WRITTEN TASK:
Could you arrange the entries below as a two-column CSV headed instruction and response, with one row per entry, each field quoted and every line break replaced by a space?

--- begin EXERCISE INPUT ---

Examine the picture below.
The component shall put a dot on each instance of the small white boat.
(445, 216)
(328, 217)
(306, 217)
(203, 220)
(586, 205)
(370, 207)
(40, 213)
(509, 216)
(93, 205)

--- end EXERCISE INPUT ---

SOLUTION BELOW:
instruction,response
"Examine the picture below. The component shall put a dot on each instance of the small white boat.","(445, 216) (328, 217) (306, 217) (203, 220) (586, 205) (370, 207) (40, 213) (509, 216) (93, 205)"